#### Excerpt provided ####

The information I will have for the B-Spline is the list of n control points (in x,y coordinates). The list of control points can be of any length (>= 4) and define a B-spline consisting of (n−1)/3 cubic Bezier curves. The Bezier curves are are all cubic. I wish to set a parameter k,(in pixels) of the distance defined to be "near" the curve. If the mouse position is within k pixels of the curve then I need to return true, otherwise false.

Is there an algorithm that gives me this information. Any solution does not need to be precise - I am working to a tolerance of 1 pixel (or coordinate).

I have found the following questions seem to offer some help, but do not answer my exact question. In particular the first reference seems to be a solution only for 4 control points, and does not take into account the nearness factor I wish to define.

####

→ **Brief**
Please carry on the post about testing whether the mouse is within k pixels of a B-spline, starting right after its last sentence.

#### Entries shown ####

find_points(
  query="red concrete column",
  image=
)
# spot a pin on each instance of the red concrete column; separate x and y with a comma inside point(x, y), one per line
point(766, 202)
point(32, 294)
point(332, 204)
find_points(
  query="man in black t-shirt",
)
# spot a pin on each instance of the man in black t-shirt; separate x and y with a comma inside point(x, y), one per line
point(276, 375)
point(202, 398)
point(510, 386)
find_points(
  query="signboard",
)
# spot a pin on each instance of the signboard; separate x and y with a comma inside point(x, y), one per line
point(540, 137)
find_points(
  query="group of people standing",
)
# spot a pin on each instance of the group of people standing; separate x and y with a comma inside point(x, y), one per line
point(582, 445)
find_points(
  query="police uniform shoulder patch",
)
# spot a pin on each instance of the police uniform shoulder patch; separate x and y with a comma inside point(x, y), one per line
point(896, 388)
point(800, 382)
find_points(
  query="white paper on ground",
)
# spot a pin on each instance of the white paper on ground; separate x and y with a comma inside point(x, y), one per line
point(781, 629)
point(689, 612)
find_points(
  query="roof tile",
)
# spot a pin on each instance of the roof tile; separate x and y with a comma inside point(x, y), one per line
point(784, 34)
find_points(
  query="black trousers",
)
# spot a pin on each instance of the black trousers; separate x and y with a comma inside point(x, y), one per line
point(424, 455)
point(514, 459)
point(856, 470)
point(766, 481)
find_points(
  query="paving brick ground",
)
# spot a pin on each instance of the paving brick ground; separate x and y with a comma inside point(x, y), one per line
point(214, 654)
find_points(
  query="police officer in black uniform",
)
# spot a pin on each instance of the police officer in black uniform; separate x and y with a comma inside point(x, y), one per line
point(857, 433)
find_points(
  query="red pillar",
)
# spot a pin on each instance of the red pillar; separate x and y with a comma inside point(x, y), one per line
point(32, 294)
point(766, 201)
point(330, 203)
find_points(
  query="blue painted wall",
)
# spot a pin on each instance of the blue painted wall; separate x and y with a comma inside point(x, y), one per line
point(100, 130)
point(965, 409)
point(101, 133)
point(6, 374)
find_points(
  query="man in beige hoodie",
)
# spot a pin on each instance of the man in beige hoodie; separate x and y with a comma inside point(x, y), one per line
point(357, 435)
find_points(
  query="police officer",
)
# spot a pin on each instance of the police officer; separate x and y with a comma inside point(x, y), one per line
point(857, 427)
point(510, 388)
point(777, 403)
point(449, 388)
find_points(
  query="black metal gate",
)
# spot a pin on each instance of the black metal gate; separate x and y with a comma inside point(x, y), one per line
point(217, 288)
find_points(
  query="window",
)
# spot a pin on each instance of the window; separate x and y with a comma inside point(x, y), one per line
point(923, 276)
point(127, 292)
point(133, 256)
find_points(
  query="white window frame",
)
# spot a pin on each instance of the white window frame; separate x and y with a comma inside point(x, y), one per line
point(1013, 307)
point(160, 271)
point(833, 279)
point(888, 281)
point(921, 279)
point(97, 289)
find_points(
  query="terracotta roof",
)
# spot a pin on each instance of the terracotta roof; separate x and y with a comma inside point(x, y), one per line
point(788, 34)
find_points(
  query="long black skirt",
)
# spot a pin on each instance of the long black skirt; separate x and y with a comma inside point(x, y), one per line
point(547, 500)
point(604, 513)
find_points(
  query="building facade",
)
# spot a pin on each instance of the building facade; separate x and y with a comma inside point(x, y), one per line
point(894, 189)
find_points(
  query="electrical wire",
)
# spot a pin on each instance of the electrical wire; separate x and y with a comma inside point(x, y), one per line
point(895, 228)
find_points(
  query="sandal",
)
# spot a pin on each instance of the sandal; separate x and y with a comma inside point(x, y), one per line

####

→ **Final result**
Position of a point relative to a Bezier curve

Intersection between bezier curve and a line segment

EDIT: An example curve:

 e, 63.068, 127.26   
    29.124, 284.61   
    25.066, 258.56   
    20.926, 212.47   
        34, 176  
    38.706, 162.87  
    46.556, 149.82  
    54.393, 138.78 

The description of the format is: "Every edge is assigned a pos attribute, which consists of a list of 3n + 1 locations. These are B-spline control points: points p0, p1, p2, p3 are the first Bezier spline, p3, p4, p5, p6 are the second, etc. Points are represented by two integers separated by a comma, representing the X and Y coordinates of the location specified in points (1/72 of an inch). In the pos attribute, the list of control points might be preceded by a start point ps and/or an end point pe. These have the usual position representation with a "s," or "e," prefix, respectively."

EDIT2: Further explanation of the "e" point (and s if present).

In the pos attribute, the list of control points might be preceded by a start point ps and/or an end point pe. These have the usual position representation with a "s," or "e," prefix, respectively. A start point is present if there is an arrow at p0. In this case, the arrow is from p0 to ps, where ps is actually on the node’s boundary. The length and direction of the arrowhead is given by the vector (ps −p0). If there is no arrow, p0 is on the node’s boundary. Similarly, the point pe designates an arrow at the other end of the edge, connecting to the last spline point.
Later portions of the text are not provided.